Report each line of the data that includes the word "picture".

◆ **Data provided**:

★ ★ ★ ★ ★ ★ ★

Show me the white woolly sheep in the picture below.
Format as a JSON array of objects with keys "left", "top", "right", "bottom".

★ ★ ★ ★ ★ ★ ★

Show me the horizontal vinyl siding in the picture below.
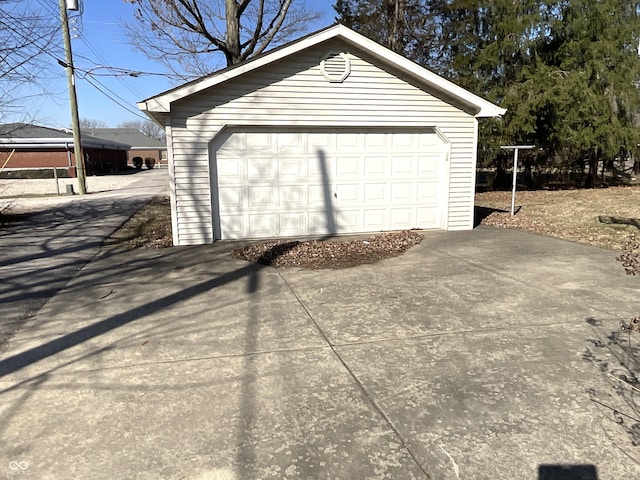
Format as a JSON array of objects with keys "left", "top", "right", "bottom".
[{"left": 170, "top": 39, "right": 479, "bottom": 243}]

★ ★ ★ ★ ★ ★ ★

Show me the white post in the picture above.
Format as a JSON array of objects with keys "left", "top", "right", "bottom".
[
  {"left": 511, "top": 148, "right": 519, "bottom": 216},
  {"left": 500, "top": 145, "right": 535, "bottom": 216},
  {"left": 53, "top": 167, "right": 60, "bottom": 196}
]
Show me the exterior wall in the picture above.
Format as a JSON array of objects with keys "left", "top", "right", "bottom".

★ ★ ★ ★ ★ ★ ★

◆ **Written answer**:
Show me the white woolly sheep in the picture below.
Show me the horizontal vinyl siding in the picture below.
Show me the white post in the picture above.
Show me the exterior wall in the picture above.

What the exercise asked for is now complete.